- [WHAT TO WORK ON]:
Reproduce the review of the book on childlessness below in full, word for word.

When You Can’t Have Kids

by Kate Bettison

The blurb to this new book on childlessness is every apt – Kate Bettison ‘never doubted that she would be a mother one day… but 3 rounds of IVF …brought the reality of infertility and the challenges of adapting to a new life – a life without kids. In 2009 Kate Bettison began looking for a book that would provide her with guidance and comfort, but she could only find books on infertility where in the end a child was born or books written by people who had never wanted a child. When you can’t have kids is the book Kate wanted to read when she first knew she would never be a mother.’

I must agree – this book is very much that – a book I would have wanted to read when I was coming to terms with infertility. This book is a reminder of what feelings and thoughts are common amongst us, as Kate does not give advice about infertility or childlessness, but tells us openly and honestly how it was for her – her own story.

(Saved data entries)

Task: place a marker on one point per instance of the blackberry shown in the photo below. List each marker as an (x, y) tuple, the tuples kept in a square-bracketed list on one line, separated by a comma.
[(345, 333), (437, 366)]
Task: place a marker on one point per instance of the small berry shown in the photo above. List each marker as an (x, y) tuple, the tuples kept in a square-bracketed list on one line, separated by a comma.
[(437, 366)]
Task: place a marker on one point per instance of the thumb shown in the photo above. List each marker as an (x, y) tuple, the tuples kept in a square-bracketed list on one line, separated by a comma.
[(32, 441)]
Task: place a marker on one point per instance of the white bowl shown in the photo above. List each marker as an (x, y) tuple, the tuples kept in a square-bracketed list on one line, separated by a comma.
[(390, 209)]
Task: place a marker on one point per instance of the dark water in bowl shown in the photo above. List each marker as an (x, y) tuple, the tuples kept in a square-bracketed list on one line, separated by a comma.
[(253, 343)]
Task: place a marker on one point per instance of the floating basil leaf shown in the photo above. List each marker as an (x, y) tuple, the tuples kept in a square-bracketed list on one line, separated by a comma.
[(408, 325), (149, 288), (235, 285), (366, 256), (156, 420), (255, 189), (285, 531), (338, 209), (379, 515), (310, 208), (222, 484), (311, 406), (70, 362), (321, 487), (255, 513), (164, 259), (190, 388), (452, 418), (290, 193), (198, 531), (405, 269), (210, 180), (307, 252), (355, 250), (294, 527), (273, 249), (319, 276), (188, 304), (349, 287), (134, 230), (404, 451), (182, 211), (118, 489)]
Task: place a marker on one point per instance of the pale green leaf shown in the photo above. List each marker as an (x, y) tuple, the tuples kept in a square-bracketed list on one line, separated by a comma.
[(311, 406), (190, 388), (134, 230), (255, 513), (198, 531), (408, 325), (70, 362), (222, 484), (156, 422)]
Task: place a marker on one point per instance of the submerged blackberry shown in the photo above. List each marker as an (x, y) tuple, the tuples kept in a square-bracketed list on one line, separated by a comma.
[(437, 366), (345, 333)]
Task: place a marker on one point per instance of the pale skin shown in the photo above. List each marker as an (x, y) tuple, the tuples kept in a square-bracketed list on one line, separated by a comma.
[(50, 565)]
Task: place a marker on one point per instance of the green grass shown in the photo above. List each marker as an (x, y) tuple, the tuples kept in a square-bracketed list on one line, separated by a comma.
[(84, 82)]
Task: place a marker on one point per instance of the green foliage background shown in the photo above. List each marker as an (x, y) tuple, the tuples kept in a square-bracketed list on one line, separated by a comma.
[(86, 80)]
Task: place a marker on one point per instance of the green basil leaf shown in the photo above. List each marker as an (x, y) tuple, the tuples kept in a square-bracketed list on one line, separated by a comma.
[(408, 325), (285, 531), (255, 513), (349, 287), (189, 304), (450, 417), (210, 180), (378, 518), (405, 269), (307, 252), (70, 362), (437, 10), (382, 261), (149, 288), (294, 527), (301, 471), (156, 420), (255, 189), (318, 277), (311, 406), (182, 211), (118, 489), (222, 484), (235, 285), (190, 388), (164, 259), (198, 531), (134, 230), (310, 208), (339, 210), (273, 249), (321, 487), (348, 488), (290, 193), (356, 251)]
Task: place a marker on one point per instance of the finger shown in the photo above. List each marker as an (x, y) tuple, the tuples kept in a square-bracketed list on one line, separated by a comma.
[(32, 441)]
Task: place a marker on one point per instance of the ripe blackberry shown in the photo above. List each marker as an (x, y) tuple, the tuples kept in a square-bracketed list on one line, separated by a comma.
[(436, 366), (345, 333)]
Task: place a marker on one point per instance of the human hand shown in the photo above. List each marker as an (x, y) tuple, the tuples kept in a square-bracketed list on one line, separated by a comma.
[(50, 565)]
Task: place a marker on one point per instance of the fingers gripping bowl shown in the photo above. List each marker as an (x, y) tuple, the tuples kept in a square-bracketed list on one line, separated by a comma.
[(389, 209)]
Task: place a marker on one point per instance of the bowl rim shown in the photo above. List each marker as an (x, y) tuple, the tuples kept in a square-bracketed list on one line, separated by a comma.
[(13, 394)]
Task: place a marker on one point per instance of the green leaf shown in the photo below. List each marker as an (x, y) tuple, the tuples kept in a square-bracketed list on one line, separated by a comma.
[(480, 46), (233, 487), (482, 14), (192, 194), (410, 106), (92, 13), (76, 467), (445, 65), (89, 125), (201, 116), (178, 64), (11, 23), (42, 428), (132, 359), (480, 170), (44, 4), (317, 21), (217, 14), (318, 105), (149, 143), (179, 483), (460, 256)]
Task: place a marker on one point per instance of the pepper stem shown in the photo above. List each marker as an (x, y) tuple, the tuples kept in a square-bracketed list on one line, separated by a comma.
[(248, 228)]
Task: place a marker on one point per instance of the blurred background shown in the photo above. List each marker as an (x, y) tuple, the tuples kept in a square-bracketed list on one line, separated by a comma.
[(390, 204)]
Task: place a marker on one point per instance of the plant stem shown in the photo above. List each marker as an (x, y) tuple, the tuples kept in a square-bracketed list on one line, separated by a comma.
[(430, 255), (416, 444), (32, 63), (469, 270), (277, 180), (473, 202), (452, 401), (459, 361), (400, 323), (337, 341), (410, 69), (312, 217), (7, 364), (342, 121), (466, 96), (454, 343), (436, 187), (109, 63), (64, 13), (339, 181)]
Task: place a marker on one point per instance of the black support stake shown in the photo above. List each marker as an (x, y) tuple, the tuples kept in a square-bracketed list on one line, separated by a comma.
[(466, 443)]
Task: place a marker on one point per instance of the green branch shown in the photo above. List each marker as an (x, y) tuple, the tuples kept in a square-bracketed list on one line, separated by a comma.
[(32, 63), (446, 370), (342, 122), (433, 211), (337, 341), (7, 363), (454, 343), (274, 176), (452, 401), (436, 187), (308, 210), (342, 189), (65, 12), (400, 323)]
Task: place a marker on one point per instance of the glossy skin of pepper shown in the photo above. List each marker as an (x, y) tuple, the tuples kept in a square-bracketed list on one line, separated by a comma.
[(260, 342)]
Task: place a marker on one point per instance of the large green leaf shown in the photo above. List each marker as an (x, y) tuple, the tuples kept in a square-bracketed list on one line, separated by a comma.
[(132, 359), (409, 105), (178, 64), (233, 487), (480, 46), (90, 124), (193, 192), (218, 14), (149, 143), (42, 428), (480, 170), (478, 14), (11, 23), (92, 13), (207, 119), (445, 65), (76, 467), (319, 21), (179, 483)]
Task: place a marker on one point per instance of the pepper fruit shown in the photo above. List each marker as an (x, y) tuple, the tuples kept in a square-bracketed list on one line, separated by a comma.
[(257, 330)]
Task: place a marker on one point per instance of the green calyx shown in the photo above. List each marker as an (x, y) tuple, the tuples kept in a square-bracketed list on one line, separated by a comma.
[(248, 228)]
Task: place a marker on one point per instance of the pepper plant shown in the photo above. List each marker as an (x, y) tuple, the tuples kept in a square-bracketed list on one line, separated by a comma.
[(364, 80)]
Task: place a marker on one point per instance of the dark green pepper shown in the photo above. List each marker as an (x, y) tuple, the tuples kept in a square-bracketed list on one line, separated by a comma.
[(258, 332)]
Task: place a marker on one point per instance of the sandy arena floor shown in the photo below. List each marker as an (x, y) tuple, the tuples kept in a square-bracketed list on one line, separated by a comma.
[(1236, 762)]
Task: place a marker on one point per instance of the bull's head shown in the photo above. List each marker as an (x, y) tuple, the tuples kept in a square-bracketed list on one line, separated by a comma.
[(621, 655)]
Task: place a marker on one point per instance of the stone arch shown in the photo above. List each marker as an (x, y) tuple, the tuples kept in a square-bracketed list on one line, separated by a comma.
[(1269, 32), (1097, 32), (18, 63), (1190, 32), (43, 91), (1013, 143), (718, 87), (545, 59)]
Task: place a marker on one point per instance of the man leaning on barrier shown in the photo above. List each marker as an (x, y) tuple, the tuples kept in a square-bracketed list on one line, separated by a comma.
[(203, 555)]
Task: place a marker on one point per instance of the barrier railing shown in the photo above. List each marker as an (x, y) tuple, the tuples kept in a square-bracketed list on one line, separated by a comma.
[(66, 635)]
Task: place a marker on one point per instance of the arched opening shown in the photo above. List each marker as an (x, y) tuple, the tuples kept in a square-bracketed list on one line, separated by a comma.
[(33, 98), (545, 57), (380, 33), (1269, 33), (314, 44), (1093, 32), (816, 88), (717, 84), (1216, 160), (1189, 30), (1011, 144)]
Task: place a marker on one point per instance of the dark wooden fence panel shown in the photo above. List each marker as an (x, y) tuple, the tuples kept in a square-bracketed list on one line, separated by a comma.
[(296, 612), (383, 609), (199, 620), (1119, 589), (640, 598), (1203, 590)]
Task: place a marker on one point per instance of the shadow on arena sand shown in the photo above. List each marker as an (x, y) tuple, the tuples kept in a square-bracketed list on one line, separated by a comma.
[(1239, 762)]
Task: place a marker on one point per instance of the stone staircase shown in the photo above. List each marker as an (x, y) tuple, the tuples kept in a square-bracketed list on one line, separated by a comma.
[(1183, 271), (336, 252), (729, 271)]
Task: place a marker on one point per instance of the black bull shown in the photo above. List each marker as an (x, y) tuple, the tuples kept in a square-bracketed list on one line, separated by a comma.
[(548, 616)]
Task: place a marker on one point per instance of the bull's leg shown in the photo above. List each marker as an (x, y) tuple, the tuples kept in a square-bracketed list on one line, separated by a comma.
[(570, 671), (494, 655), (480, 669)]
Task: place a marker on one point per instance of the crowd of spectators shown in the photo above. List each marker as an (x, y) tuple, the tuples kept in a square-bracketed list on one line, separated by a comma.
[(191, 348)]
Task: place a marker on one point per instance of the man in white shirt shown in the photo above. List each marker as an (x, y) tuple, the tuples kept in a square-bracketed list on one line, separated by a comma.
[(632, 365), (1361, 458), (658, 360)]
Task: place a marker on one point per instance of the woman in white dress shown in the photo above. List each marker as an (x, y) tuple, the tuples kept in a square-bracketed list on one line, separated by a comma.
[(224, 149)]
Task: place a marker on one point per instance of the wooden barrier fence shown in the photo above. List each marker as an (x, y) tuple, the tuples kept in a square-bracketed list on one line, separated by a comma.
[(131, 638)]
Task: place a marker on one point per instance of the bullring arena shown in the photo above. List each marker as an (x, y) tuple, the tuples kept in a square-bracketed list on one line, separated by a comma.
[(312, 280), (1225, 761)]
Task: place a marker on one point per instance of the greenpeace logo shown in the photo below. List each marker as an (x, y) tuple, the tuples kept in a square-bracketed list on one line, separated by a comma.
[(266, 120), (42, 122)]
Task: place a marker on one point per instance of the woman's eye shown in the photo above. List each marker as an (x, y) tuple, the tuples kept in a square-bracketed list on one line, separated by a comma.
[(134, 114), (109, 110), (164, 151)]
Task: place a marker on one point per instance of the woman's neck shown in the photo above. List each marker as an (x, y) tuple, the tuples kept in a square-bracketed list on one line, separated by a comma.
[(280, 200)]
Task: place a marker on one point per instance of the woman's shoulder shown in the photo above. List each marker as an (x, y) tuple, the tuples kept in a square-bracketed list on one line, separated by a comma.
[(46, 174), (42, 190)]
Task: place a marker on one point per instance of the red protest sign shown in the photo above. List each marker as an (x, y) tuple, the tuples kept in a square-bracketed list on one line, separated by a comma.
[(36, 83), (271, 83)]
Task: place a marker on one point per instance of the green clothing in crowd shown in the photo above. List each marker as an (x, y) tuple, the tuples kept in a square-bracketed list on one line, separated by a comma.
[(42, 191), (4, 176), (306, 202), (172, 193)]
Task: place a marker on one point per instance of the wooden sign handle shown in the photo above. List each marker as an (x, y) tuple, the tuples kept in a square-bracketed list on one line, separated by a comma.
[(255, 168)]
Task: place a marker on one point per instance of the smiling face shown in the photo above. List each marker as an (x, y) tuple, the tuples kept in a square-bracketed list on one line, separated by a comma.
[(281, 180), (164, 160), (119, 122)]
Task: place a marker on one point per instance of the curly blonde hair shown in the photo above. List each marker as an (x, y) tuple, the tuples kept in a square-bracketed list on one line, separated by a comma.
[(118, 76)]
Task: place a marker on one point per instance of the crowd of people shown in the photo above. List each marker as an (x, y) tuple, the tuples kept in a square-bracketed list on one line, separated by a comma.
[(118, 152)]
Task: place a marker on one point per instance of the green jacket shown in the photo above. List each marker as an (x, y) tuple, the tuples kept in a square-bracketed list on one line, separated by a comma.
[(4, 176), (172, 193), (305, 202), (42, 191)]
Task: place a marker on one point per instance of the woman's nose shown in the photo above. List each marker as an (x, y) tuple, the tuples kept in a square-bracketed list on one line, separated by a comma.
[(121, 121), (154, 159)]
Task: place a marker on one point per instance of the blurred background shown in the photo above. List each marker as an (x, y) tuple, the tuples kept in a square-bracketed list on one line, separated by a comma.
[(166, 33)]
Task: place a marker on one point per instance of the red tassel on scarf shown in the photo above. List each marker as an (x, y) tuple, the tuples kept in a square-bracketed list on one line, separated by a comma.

- [RESULT OF THIS TASK]:
When You Can’t Have Kids

by Kate Bettison

The blurb to this new book on childlessness is every apt – Kate Bettison ‘never doubted that she would be a mother one day… but 3 rounds of IVF …brought the reality of infertility and the challenges of adapting to a new life – a life without kids. In 2009 Kate Bettison began looking for a book that would provide her with guidance and comfort, but she could only find books on infertility where in the end a child was born or books written by people who had never wanted a child. When you can’t have kids is the book Kate wanted to read when she first knew she would never be a mother.’

I must agree – this book is very much that – a book I would have wanted to read when I was coming to terms with infertility. This book is a reminder of what feelings and thoughts are common amongst us, as Kate does not give advice about infertility or childlessness, but tells us openly and honestly how it was for her – her own story.